* What the task asks *
Copy the part of the data that opens with the line containing "the dark window" and runs through the end of the data, including that opening line. Change every "Marked points" to "Pinned points", change nothing else, and leave the pictures out.

A run of data:
________________
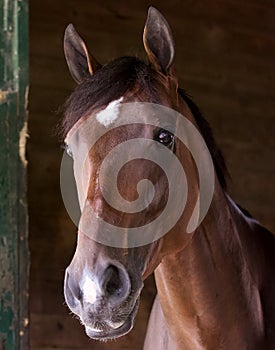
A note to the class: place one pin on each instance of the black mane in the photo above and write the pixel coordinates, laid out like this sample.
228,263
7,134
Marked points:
113,81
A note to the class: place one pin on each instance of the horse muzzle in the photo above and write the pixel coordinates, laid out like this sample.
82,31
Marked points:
105,302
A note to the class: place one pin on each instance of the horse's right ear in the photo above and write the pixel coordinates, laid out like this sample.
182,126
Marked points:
81,64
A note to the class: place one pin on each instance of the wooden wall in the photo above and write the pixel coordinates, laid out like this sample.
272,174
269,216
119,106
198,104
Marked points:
225,59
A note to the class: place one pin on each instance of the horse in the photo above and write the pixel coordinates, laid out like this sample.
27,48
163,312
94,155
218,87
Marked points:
215,284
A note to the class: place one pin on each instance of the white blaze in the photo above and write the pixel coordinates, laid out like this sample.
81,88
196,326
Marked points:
89,290
108,115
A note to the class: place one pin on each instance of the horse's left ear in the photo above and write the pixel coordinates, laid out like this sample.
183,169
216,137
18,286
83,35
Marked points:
158,41
81,64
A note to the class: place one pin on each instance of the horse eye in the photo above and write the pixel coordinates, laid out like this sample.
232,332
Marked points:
68,151
165,137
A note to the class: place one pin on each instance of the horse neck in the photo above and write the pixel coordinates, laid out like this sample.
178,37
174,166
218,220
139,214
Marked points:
208,293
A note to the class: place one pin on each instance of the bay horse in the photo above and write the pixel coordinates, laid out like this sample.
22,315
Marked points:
215,285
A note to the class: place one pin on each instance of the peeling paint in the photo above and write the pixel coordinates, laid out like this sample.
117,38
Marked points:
22,144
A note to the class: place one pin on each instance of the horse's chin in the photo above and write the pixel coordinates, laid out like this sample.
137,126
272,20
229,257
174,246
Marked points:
113,331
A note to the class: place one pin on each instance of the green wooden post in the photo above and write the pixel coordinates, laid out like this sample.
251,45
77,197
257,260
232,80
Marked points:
14,258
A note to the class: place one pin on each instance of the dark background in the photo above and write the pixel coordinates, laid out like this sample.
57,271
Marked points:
225,54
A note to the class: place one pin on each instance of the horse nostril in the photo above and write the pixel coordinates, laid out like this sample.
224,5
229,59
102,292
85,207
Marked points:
116,282
72,291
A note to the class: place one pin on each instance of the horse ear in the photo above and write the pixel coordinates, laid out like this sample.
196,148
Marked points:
81,64
158,41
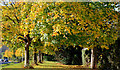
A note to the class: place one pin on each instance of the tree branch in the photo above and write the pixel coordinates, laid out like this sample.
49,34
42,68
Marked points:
10,19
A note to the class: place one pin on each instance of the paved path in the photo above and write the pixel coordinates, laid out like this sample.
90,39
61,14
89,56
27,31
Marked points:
6,62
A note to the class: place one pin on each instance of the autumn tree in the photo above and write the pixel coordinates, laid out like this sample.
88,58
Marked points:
18,24
88,25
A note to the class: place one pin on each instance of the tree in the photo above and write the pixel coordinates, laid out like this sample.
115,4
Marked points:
20,52
18,24
88,25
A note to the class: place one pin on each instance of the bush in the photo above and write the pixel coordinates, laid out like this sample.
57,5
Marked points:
70,55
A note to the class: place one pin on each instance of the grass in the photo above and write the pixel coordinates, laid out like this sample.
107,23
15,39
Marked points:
46,64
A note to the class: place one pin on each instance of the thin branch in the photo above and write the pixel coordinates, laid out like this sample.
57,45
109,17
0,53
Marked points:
17,18
10,19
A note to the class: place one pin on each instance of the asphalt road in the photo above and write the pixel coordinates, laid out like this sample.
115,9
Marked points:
6,62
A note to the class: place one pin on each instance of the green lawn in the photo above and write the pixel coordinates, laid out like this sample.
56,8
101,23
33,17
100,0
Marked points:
45,64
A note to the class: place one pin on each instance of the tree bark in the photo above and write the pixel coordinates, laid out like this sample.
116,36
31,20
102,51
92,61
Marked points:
35,56
27,54
40,58
94,58
83,56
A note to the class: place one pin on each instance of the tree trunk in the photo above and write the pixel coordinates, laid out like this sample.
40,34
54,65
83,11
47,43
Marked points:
26,55
94,58
40,58
35,56
83,56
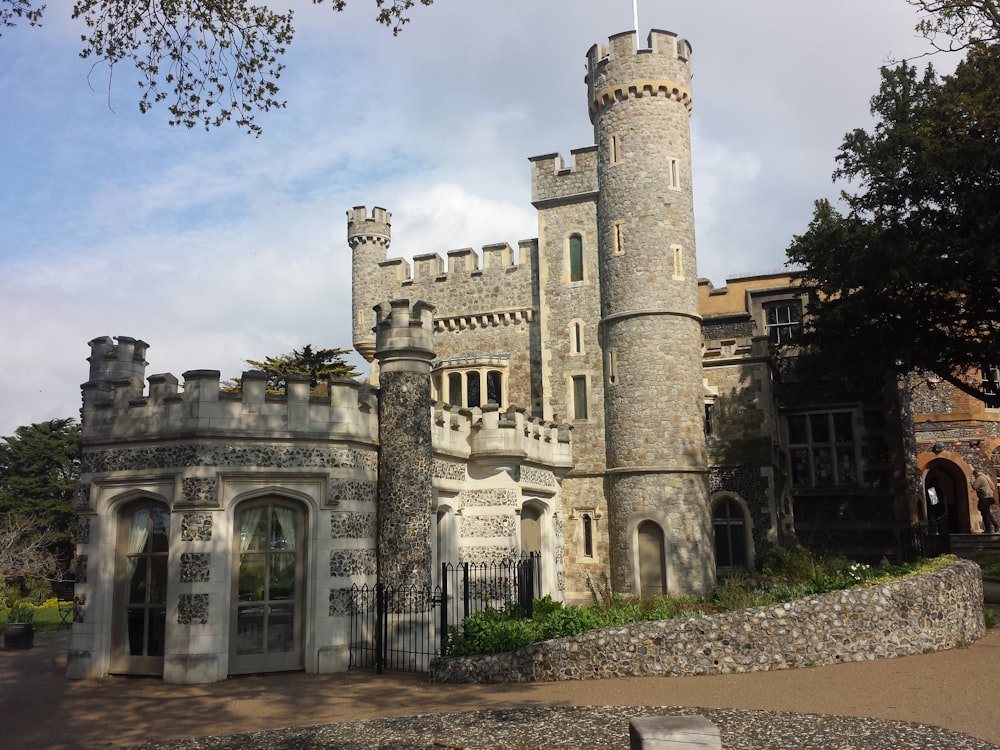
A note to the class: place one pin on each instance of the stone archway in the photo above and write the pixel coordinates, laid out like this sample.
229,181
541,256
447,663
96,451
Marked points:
946,499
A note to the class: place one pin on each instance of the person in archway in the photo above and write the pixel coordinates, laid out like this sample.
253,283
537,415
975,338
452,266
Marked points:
984,500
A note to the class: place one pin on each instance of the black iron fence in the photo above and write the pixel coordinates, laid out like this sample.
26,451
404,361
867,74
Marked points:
403,628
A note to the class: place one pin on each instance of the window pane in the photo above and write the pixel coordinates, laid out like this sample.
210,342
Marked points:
797,433
823,465
579,397
820,426
575,258
455,389
800,466
843,427
493,381
847,471
472,384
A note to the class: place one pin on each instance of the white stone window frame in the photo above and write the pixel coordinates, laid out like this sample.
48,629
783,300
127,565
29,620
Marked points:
572,378
732,497
785,329
618,237
577,337
673,173
483,365
677,251
812,446
615,154
568,259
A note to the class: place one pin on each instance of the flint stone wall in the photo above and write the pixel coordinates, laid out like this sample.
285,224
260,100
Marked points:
935,611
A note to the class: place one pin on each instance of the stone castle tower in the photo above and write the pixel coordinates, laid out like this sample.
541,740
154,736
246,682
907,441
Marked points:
595,325
640,102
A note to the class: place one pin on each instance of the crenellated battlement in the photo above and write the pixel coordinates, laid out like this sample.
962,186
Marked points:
621,71
126,411
552,181
364,227
500,439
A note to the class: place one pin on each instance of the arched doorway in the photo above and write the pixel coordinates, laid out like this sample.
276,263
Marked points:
138,630
946,499
729,524
531,530
652,571
268,587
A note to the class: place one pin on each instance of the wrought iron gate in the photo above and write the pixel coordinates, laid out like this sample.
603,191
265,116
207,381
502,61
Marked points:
403,628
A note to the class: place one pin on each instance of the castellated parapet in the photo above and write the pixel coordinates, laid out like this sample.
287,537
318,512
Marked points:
621,71
552,182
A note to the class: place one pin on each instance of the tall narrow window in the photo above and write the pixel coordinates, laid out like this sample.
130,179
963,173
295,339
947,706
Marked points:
730,535
678,261
576,258
616,148
455,388
472,384
618,238
783,320
579,397
494,387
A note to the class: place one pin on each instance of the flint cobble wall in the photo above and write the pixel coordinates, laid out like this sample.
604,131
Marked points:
934,611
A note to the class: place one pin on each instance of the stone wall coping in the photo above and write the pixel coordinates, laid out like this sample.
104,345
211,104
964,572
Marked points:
935,611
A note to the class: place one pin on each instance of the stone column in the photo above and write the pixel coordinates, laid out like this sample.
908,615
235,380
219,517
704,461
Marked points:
404,350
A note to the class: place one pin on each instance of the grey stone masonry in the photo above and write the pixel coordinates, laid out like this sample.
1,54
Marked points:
936,611
405,486
640,104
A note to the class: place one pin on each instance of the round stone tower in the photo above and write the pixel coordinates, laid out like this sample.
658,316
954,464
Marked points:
659,515
368,238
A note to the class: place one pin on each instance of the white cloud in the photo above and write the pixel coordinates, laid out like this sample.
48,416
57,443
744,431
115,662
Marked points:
214,247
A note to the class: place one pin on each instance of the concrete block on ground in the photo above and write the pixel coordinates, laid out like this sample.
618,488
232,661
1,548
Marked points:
673,733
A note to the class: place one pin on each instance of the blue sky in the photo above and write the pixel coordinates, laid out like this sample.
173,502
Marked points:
215,246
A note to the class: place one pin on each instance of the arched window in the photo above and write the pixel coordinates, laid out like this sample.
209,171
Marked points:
455,388
473,395
652,574
494,387
575,258
139,627
730,534
588,535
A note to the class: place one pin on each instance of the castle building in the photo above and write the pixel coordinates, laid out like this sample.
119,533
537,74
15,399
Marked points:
585,398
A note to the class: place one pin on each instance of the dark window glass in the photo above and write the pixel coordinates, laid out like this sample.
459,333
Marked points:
576,258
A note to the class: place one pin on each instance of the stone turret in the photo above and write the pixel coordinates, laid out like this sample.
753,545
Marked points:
404,348
368,237
112,363
640,103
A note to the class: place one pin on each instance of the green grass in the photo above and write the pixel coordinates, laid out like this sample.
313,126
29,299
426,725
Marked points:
46,615
784,576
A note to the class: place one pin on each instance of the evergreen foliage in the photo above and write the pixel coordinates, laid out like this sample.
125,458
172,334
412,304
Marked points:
39,468
318,364
908,276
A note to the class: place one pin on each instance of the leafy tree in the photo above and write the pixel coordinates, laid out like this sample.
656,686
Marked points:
27,560
318,364
39,468
213,61
951,25
908,277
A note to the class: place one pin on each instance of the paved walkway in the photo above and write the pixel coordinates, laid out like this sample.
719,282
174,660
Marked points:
957,689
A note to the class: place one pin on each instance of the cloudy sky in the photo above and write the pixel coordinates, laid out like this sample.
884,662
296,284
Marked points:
215,246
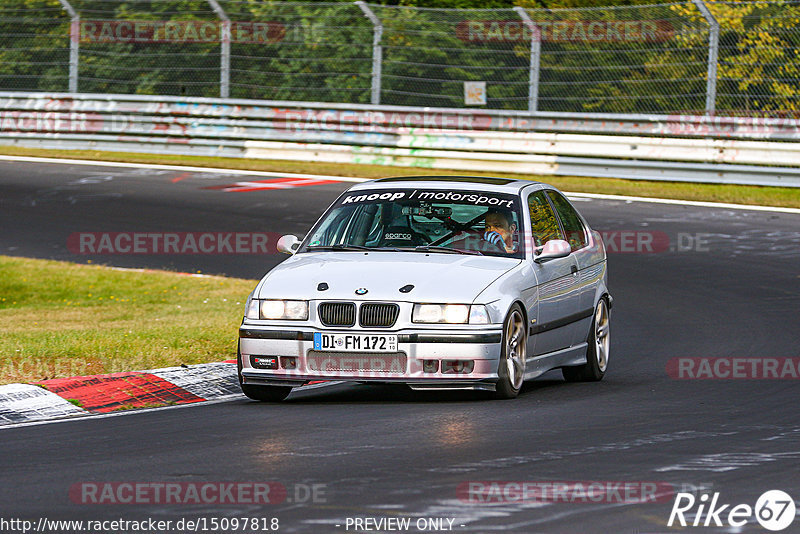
________________
* Task response *
A note to the class: place one pin on each instance of the dark window glass in the photo above and write the pixel coordinates, laid out like this sample.
459,333
Pinned points:
576,258
A note to the class: place one pin on each instance of the stone turret in the photo above and write the pixel coordinates, laid out like this sample.
753,545
Pinned points:
404,348
368,237
112,363
640,103
A note to the class: place one pin on each instance of the green grass in the photo above and write the pixel coordinates, laid out like this sample.
313,126
29,299
426,725
Pinned points:
46,615
784,576
A note to the class: place one pin on each instance of the evergreen foliage in the photo above and write the pixel coordinates, laid out like this sample.
125,458
172,334
412,304
Pinned points:
39,468
318,364
908,276
A note to the class: place one pin on each instance of the leafy tree in the photo above and write the pixel coordinates, laid out like this sample.
656,686
Pinned points:
27,560
318,364
39,468
213,61
951,25
908,277
A note to the class: place one pin on each instance of the paved walkway in the photo above and write the pixel coordinates, laid out like this sample.
719,282
174,660
Pinned points:
957,689
A note to the class: place one pin on each instance of the cloudy sky in the photo above and write the pixel coordinates, laid out like this sample.
884,662
296,284
Pinned points:
215,246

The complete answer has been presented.